Цель задания: Выпишите, пожалуйста, без изменений часть текста о Батюшкове, которая начинается словами «Задолго до конца» и заканчивается словами «и русского государства.».

Текст для чтения:
Задолго до конца страдальческой жизни Батюшкова русская периодическая печать начала собирать, а в протекшую после его смерти четверть века успела собрать и напечатать сохранившиеся об нем у разных лиц рассказы, воспоминания, заметки, записки и относящуюся к нему частную переписку между его современниками. Сведения, заключающиеся в этой переписке, представляются тем более достоверными, что в свое время сообщались с возможною в частных письмах откровенностию и такими достойными доверия людьми, которые навсегда оставили по себе доброе имя в общественных преданиях и за которыми давно признано право на почетную известность в истории русской литературы и русского государства.
В последний десяток лет мало-помалу перешли в печать и частные письма самого поэта. Между ними есть немало писем к родным и очень много к таким друзьям и знакомым, которые более или менее высоко стояли в его время на службе и в литературе. С достаточною вероятностию можно предполагать, что до сего дня от печати ускользнула очень небольшая часть того, что когда-нибудь было написано Батюшковым и кем-либо о Батюшкове.

Исходные материалы:
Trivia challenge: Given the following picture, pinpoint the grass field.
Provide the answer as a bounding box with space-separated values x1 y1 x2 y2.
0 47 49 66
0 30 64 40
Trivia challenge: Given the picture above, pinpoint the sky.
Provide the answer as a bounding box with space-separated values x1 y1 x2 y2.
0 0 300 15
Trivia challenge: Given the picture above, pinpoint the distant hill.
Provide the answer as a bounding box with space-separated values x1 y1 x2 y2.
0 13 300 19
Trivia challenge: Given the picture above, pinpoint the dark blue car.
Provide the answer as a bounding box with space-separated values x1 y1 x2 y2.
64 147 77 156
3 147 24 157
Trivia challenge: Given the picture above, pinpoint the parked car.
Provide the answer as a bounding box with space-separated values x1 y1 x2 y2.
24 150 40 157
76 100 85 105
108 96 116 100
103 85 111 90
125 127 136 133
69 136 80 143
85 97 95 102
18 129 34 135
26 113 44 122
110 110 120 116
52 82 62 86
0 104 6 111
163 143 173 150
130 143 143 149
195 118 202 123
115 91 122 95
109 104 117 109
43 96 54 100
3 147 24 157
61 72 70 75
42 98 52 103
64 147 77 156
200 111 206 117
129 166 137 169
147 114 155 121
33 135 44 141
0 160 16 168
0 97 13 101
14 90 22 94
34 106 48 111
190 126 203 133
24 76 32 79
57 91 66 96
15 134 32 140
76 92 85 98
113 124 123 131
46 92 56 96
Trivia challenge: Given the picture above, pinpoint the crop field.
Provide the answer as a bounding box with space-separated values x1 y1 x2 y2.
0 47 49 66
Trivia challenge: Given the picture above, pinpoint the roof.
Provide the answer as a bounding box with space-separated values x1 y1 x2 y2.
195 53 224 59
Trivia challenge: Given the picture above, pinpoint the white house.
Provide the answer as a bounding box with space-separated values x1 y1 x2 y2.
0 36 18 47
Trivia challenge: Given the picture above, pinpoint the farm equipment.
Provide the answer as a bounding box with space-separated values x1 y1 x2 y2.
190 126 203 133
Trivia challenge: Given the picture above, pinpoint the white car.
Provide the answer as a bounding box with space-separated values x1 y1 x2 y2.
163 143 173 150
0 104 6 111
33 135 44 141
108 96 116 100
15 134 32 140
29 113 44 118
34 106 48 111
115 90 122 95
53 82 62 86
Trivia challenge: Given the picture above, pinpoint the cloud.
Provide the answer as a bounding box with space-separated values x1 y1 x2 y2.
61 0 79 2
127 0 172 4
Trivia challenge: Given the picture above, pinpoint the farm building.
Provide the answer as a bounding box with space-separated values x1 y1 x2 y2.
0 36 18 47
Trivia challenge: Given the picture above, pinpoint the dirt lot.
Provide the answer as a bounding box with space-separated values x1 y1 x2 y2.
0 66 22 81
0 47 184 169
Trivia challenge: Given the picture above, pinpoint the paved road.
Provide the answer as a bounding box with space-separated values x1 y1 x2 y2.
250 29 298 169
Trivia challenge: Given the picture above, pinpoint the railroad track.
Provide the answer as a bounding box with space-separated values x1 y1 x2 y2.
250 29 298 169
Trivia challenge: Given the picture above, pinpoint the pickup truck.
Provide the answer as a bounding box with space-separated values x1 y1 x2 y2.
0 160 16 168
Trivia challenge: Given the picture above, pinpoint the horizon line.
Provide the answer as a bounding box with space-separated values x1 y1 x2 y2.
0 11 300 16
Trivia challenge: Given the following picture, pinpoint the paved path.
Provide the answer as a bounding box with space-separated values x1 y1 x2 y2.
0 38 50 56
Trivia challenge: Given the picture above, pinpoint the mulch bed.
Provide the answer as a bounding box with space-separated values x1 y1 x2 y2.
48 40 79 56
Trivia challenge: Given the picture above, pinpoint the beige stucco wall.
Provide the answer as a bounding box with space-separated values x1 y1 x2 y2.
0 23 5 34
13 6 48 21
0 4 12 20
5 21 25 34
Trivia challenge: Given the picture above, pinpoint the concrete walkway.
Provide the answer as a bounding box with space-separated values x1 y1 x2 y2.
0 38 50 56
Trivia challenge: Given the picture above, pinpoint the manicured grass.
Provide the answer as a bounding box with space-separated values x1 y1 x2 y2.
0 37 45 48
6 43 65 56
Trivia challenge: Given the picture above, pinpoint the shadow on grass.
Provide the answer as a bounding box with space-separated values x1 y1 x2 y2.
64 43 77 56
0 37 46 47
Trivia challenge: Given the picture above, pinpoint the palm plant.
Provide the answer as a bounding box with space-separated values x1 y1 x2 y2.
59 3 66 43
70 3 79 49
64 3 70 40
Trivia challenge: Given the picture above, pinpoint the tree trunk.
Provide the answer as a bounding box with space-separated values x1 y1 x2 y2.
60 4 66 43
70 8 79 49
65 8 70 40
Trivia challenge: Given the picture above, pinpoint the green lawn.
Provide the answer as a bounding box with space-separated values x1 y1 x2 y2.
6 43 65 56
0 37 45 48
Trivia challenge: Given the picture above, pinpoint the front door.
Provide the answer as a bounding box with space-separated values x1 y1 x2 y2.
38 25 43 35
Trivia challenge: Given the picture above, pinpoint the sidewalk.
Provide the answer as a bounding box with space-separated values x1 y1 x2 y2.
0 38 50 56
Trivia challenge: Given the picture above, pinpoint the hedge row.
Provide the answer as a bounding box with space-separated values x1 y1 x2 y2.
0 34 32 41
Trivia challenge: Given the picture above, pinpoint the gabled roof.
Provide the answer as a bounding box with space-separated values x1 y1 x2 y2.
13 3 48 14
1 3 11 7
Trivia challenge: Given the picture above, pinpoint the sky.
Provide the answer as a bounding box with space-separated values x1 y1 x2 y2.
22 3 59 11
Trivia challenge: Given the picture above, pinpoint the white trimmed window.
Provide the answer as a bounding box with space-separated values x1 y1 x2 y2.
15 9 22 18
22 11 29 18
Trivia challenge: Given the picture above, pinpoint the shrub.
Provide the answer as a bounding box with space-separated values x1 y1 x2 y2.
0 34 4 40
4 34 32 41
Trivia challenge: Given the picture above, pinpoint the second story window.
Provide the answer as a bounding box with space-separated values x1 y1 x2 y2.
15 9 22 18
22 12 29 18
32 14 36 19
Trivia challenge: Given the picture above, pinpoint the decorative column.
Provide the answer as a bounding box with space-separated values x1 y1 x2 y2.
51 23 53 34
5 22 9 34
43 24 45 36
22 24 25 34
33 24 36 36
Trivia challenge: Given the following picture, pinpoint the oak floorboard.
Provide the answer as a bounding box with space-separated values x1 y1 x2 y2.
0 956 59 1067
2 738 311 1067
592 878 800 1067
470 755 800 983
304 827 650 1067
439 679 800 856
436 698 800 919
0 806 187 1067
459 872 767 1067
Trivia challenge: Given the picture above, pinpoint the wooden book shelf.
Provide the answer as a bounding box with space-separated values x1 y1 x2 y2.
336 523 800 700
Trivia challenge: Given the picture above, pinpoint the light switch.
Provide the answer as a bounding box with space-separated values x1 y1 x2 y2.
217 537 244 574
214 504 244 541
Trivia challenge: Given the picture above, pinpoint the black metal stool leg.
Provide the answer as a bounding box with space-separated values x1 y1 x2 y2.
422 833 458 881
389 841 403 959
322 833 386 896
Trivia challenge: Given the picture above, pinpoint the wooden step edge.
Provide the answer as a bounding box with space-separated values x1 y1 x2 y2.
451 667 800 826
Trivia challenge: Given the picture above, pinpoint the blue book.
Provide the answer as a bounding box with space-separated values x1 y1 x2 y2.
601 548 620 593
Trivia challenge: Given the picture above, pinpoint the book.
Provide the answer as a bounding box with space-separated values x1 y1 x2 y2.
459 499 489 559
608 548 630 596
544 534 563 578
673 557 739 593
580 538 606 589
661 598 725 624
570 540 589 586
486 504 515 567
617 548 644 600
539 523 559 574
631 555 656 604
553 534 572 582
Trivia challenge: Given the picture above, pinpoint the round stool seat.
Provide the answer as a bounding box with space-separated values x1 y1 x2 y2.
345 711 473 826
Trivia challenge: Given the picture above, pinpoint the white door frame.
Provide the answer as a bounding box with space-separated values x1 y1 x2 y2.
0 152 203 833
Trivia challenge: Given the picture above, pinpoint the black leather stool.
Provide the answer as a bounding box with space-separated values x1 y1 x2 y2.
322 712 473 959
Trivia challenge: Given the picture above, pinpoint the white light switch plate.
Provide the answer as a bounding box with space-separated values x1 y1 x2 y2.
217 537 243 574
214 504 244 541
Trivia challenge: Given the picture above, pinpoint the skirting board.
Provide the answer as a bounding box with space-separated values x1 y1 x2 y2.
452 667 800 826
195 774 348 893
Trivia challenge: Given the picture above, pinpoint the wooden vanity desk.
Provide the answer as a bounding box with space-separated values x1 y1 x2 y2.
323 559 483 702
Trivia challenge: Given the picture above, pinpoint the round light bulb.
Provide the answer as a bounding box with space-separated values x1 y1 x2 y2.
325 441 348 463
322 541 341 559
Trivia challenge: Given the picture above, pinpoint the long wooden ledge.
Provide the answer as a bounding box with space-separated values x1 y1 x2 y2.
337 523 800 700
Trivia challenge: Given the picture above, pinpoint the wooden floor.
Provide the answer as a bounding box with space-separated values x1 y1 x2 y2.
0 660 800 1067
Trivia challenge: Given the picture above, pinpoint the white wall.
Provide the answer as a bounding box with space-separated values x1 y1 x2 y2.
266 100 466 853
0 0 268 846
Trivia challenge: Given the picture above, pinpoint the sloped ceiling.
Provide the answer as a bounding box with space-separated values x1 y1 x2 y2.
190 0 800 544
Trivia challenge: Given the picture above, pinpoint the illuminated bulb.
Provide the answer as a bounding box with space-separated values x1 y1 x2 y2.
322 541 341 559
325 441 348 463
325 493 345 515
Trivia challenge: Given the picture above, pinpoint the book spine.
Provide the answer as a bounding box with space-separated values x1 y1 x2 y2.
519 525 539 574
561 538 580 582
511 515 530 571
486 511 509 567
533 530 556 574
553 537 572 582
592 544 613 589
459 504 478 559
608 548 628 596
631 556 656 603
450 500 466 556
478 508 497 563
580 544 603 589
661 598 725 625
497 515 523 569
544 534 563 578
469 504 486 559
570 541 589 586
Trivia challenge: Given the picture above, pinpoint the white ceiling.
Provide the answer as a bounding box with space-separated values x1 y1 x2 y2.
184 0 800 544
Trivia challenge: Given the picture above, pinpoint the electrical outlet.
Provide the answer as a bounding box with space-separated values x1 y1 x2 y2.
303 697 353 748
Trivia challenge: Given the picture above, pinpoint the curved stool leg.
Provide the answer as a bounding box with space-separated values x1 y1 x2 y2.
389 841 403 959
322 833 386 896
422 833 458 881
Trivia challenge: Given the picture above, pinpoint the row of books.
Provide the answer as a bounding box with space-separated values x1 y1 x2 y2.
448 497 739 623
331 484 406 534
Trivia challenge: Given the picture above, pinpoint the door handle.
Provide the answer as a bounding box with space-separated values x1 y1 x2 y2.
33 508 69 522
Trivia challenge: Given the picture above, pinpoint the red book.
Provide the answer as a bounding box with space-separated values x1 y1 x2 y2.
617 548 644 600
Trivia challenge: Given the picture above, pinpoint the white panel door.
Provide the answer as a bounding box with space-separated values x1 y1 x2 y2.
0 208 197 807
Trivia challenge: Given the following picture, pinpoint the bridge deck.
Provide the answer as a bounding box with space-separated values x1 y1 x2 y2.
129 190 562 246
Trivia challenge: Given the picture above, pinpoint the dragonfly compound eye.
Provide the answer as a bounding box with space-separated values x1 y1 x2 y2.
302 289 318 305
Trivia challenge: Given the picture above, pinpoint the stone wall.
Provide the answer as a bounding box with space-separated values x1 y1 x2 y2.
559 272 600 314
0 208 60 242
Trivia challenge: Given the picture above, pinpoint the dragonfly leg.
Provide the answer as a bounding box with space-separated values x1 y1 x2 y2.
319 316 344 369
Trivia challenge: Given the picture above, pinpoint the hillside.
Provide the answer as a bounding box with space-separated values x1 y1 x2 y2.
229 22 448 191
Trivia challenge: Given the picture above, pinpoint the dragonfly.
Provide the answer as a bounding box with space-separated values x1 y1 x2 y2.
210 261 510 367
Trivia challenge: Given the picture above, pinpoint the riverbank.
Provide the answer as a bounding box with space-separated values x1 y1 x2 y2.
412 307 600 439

Решение:
Задолго до конца страдальческой жизни Батюшкова русская периодическая печать начала собирать, а в протекшую после его смерти четверть века успела собрать и напечатать сохранившиеся об нем у разных лиц рассказы, воспоминания, заметки, записки и относящуюся к нему частную переписку между его современниками. Сведения, заключающиеся в этой переписке, представляются тем более достоверными, что в свое время сообщались с возможною в частных письмах откровенностию и такими достойными доверия людьми, которые навсегда оставили по себе доброе имя в общественных преданиях и за которыми давно признано право на почетную известность в истории русской литературы и русского государства.